(抜粋文)
内容だが、まず冒頭から変死した男の残したおどろおどろしい言葉が出てくる。ここでもう内容に没頭させられ 読み進むのだが、40P越えたあたりでもう第一の殺人事件が起こる。この被害者は誰かを強請っていた痕跡を残しており、 現場には謎の古銭が残されている。 そして、作品の舞台である岡山県の離島”刑部島”に渡った金田一と警部は、この島に関係のあった男が三人も消息を絶っている事を知る。 そして忽然と消えた男達は第一の殺人事件現場に有った古銭と同じ物を所持していたのだ。で、お決まりの連続殺人事件発生となる。 兎に角スピーディーな展開で、次々に謎とヒントが巧に著わされている。探偵小説は複線の美学だと本自体が語っている気さえもする。 作品で重要な位置を占める磯川警部は他の作品にも登場した人なので、ファンならばより楽しめるし作者のサービス精神を感じる。

(入力データ)
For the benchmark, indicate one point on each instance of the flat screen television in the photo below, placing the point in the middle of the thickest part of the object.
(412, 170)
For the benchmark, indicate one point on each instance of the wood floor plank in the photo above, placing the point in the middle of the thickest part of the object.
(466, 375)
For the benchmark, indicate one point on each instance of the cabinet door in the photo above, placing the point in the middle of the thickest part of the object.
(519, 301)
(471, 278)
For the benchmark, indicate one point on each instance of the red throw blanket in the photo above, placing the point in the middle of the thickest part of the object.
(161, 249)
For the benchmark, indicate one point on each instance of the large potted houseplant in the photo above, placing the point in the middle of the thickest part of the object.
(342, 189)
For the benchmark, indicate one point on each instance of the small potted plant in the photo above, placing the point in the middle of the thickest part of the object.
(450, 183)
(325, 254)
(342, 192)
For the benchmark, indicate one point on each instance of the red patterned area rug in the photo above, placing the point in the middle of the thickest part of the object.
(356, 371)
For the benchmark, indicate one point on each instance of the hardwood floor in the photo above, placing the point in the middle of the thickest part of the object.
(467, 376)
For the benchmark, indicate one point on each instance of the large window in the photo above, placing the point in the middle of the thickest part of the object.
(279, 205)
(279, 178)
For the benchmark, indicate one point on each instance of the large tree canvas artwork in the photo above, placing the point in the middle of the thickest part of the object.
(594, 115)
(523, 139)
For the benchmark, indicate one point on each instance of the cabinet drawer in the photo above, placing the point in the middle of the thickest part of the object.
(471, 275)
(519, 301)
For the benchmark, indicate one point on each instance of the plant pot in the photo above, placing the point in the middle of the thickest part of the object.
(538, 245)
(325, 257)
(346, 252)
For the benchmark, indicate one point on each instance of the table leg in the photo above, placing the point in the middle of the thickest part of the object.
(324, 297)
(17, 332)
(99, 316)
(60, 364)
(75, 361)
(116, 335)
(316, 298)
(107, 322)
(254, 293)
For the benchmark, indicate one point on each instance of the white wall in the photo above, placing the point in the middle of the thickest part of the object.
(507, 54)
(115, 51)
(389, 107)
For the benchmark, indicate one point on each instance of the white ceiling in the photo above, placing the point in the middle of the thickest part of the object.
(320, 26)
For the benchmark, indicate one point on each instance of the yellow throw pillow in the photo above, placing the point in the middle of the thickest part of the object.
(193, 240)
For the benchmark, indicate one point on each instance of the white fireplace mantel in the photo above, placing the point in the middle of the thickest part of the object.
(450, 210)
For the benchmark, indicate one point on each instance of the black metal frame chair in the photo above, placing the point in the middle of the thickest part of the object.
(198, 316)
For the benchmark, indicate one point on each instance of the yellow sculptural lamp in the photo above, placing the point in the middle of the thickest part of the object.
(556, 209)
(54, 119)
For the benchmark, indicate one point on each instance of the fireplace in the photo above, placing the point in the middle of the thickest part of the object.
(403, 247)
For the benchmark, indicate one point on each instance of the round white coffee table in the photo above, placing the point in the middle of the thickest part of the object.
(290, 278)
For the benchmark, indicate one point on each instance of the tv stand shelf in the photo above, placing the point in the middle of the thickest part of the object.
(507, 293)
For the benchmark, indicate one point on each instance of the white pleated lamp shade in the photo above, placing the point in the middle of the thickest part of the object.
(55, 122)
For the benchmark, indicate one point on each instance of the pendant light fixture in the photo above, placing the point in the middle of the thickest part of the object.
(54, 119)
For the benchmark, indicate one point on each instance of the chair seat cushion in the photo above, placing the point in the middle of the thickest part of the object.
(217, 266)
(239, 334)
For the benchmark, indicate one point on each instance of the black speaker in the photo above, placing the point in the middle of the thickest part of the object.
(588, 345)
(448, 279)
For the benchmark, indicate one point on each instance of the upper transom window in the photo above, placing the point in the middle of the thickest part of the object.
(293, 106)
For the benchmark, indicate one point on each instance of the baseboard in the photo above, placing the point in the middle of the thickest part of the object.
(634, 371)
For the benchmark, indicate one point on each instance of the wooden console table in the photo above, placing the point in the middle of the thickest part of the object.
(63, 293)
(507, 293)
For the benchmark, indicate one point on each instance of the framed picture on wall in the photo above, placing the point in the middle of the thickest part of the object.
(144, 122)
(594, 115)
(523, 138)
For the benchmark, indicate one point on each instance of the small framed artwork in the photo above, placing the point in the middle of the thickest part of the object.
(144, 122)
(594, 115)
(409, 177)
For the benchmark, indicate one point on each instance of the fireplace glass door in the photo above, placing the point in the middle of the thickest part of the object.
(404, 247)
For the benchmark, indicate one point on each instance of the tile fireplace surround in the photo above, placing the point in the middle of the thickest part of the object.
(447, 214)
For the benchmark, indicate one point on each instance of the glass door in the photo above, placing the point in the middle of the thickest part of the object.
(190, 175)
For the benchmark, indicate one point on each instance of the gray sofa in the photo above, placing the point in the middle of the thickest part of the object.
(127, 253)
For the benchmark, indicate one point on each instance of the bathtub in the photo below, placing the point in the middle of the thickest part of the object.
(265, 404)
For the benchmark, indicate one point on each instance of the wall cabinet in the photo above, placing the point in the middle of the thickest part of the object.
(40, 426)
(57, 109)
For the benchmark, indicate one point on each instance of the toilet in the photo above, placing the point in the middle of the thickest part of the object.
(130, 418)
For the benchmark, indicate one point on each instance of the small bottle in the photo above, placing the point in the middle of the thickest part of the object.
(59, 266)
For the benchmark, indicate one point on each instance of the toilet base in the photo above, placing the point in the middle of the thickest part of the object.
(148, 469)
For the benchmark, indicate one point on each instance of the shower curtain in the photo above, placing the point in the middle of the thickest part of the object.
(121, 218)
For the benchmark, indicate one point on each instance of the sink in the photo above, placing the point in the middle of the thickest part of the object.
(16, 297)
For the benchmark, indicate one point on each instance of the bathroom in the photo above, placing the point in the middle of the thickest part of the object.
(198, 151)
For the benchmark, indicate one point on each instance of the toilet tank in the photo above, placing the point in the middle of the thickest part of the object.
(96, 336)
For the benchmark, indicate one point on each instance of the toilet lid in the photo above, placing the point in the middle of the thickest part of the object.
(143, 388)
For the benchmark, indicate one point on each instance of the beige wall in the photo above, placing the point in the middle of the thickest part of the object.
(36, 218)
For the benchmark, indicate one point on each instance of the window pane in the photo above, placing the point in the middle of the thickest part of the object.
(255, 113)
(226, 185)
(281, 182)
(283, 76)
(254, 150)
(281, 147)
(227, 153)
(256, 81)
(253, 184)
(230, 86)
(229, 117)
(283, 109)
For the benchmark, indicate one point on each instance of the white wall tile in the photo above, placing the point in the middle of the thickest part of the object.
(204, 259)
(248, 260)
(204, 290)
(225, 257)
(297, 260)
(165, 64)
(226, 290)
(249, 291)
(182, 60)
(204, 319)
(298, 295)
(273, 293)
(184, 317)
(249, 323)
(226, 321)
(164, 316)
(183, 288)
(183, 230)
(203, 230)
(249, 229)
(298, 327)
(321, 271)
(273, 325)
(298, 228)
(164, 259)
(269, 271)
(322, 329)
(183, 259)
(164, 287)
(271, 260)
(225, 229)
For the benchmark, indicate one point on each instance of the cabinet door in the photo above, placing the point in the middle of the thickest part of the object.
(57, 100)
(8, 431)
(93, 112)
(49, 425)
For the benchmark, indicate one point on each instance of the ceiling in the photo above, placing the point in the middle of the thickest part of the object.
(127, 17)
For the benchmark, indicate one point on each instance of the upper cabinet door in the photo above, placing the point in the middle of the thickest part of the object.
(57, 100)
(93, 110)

(指示)
A) 行のうち、"white wall tile" を含む行から始めて行の最後まで（両端を含む）を、列名を「指示文」と「回答」とする2列のCSVとして出力せよ。指示文1件につきCSVの1行とし、指示文とその回答をそれぞれ引用符で囲んだ1つのフィールドに入れ、改行は空白に置き換えること。
B) 推理小説の書評の続きを、最後の文のあとから書け。
書評と行は、それぞれ別の出典から取ったものである。

(解答)
A)
指示文,回答
"For the benchmark, indicate one point on each instance of the white wall tile in the photo above, placing the point in the middle of the thickest part of the object.","(204, 259) (248, 260) (204, 290) (225, 257) (297, 260) (165, 64) (226, 290) (249, 291) (182, 60) (204, 319) (298, 295) (273, 293) (184, 317) (249, 323) (226, 321) (164, 316) (183, 288) (183, 230) (203, 230) (249, 229) (298, 327) (321, 271) (273, 325) (298, 228) (164, 259) (269, 271) (322, 329) (183, 259) (164, 287) (271, 260) (225, 229)"
"For the benchmark, indicate one point on each instance of the cabinet door in the photo above, placing the point in the middle of the thickest part of the object.","(57, 100) (8, 431) (93, 112) (49, 425)"
"For the benchmark, indicate one point on each instance of the ceiling in the photo above, placing the point in the middle of the thickest part of the object.","(127, 17)"
"For the benchmark, indicate one point on each instance of the upper cabinet door in the photo above, placing the point in the middle of the thickest part of the object.","(57, 100) (93, 110)"

B)
この作品は連載されていた為に何時ドコから読み始めた人にも粗方解るように重複した説明が度々出てくるのだが、別段、気にはならなかった。これも巧さだろうね。
余談・・・乱歩の作品にこの作品と同じモチーフが使われたものがある。多少、気に掛けておられたのか後書きでも触れられている。